Exercise: Repeat each entry exactly. Drop every image.

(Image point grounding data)

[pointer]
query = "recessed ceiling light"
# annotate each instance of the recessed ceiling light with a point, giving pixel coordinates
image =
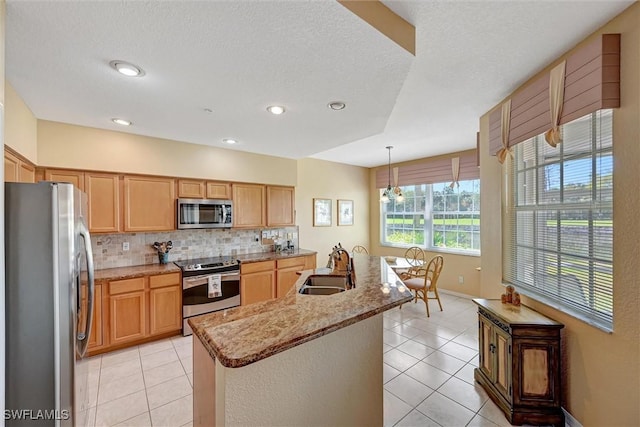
(275, 109)
(122, 122)
(337, 105)
(127, 68)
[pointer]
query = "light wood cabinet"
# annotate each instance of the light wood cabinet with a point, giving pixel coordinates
(17, 169)
(74, 177)
(149, 203)
(519, 364)
(128, 320)
(103, 194)
(218, 190)
(191, 189)
(165, 309)
(257, 282)
(248, 205)
(280, 206)
(287, 274)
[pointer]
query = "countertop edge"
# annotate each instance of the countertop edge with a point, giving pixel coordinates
(271, 351)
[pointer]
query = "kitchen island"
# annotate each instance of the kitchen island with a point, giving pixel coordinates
(300, 359)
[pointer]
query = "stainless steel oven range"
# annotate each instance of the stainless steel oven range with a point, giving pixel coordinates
(208, 284)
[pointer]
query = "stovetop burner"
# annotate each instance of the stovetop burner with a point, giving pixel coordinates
(209, 264)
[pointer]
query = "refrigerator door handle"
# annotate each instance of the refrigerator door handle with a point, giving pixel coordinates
(83, 337)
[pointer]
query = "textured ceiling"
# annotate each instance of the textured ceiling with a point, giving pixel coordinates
(236, 58)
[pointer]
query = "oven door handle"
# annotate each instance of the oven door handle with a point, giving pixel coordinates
(192, 282)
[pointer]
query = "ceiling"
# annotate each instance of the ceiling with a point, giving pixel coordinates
(235, 58)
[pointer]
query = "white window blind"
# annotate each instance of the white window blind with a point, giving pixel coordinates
(559, 228)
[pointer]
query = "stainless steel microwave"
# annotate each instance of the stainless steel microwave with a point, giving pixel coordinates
(205, 213)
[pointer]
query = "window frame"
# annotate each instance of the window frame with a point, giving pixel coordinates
(514, 267)
(428, 226)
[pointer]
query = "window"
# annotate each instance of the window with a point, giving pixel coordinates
(434, 216)
(560, 220)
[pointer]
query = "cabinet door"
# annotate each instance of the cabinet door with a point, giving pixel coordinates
(165, 310)
(11, 168)
(149, 203)
(218, 190)
(26, 173)
(502, 355)
(256, 287)
(128, 317)
(103, 192)
(249, 205)
(74, 177)
(485, 335)
(190, 189)
(280, 206)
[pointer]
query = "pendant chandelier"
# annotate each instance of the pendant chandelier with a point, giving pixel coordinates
(395, 192)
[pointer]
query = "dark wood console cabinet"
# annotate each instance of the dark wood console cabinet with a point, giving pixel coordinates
(520, 362)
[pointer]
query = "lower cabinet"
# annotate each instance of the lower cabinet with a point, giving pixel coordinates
(519, 363)
(257, 282)
(132, 311)
(261, 281)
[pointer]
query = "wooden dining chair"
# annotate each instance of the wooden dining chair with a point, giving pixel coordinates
(423, 279)
(414, 256)
(358, 249)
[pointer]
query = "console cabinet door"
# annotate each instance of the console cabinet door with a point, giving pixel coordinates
(128, 317)
(165, 310)
(248, 205)
(149, 203)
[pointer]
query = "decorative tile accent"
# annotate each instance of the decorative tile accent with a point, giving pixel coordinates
(187, 244)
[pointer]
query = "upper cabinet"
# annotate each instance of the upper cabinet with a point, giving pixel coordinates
(149, 203)
(74, 177)
(103, 194)
(200, 189)
(218, 190)
(17, 170)
(280, 206)
(190, 189)
(248, 205)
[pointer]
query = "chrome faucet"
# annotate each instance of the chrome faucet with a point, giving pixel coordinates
(340, 265)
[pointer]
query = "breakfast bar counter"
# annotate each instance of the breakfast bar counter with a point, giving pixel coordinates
(312, 360)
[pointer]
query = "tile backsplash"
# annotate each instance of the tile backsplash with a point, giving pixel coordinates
(108, 248)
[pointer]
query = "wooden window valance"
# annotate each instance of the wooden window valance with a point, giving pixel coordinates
(591, 83)
(432, 171)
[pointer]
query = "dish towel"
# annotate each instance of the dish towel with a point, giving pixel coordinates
(214, 288)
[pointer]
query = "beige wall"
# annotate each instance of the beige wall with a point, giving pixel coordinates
(601, 371)
(21, 126)
(70, 146)
(328, 180)
(454, 265)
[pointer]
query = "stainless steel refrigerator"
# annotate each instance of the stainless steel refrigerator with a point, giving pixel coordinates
(49, 304)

Response area:
[pointer]
query = "recessed ceiling light"
# annotate each instance of the recessed ceiling light with a point, giving pixel coordinates
image =
(275, 109)
(122, 122)
(337, 105)
(127, 68)
[pointer]
query = "light wood cabinet"
# annotate each instance of the light wood cabinet with a point, giving pixel coordinates
(17, 169)
(74, 177)
(149, 203)
(519, 364)
(128, 320)
(103, 194)
(218, 190)
(191, 189)
(165, 309)
(257, 282)
(248, 205)
(280, 206)
(287, 274)
[pointer]
query = "countertop edge"
# annotate each instance of the countertop edge with a point, giving pixel coordinates
(271, 351)
[pointer]
query = "kitchen island"
# annotate each instance of the kitchen island with a point, giving pixel coordinates
(300, 359)
[pointer]
query = "stainless steel oven range"
# annotate each instance of the stainless steel oven range with a point, giving pixel coordinates
(208, 284)
[pointer]
query = "stovetop burner"
# annotate each instance of the stovetop burner with a point, giving pixel coordinates
(209, 264)
[pointer]
query = "refrigerator door handle"
# annotate each instance of the refrigerator door handle with a point, giving pixel coordinates
(83, 337)
[pointer]
query = "textured ceiling"
# annotate each instance of the textured ceiling with a point, giving pixel coordinates
(236, 58)
[pointer]
query = "oven door handle"
# annotate each instance of the oven door handle with a point, giving pixel coordinates
(192, 282)
[pointer]
query = "ceiling"
# annotate each instance of the ceiling with a point, giving pixel coordinates
(235, 58)
[pointer]
query = "white window blind"
# annotate each instance of the white window blind with a point, giving pixel coordinates
(559, 228)
[pointer]
query = "stainless steel microwave"
# annotate each instance of the stainless steel microwave with a point, giving pixel coordinates
(205, 213)
[pointer]
query = "window frame"
# annotate each instance of the window frame with a point, giving pixel coordinates
(514, 267)
(428, 226)
[pointer]
query = "window"
# annotate each instance of the window with a point, giving pixel coordinates
(434, 216)
(560, 220)
[pointer]
query = "cabinet door"
# annotate each instance of the cabinet door with a point, giving pixel coordinates
(165, 310)
(11, 168)
(149, 203)
(218, 190)
(26, 173)
(502, 355)
(256, 287)
(128, 317)
(103, 192)
(249, 205)
(74, 177)
(485, 335)
(190, 189)
(280, 206)
[pointer]
query = "pendant chandelier"
# annotate each instance of the pendant chandelier with a point, giving pixel coordinates
(395, 192)
[pointer]
query = "dark wood console cabinet"
# annotate each instance of the dark wood console cabinet with a point, giving pixel coordinates
(520, 362)
[pointer]
query = "lower cabinet"
# annotate each instance of the lower cabinet with a point, giving pixel coordinates
(519, 363)
(257, 282)
(132, 311)
(261, 281)
[pointer]
query = "wooden dining chair"
# annotate each instance of the wooden dining chair with a point, giving pixel coordinates
(423, 279)
(414, 256)
(358, 249)
[pointer]
query = "console cabinet door"
# annotate each instance of the console cabinet door with a point, giving pixel coordinates
(128, 317)
(165, 310)
(248, 205)
(149, 203)
[pointer]
query = "decorative tile accent"
# annotate each instance of the decorative tile accent with a point, giving pixel coordinates
(187, 244)
[pointer]
query = "upper cabinet"
# annotate each instance of the upper cabinet with a point, giving pixel coordinates
(149, 203)
(74, 177)
(103, 194)
(200, 189)
(218, 190)
(17, 170)
(280, 206)
(190, 189)
(248, 205)
[pointer]
query = "chrome faucet"
# annotate each instance of the chrome faucet with a point, giving pixel coordinates
(340, 265)
[pointer]
query = "breakfast bar counter"
# annotate each instance of the breakfast bar counter with a point, giving pixel coordinates
(312, 360)
[pointer]
query = "tile backsplash"
# annotate each instance of the tile backsplash with a point, giving pixel coordinates
(108, 248)
[pointer]
query = "wooden window valance"
# annotate each instance of the wooden window valance with a point, giving pixel coordinates
(591, 83)
(432, 171)
[pointer]
query = "dish towel"
# annotate each instance of the dish towel with a point, giving pixel coordinates
(214, 288)
[pointer]
query = "beige wall"
# annotate each instance of the beige wall with a point, giving pixel coordinates
(601, 371)
(21, 126)
(70, 146)
(328, 180)
(454, 265)
[pointer]
query = "stainless steel refrigerator"
# annotate each instance of the stainless steel refrigerator with a point, giving pixel coordinates
(49, 304)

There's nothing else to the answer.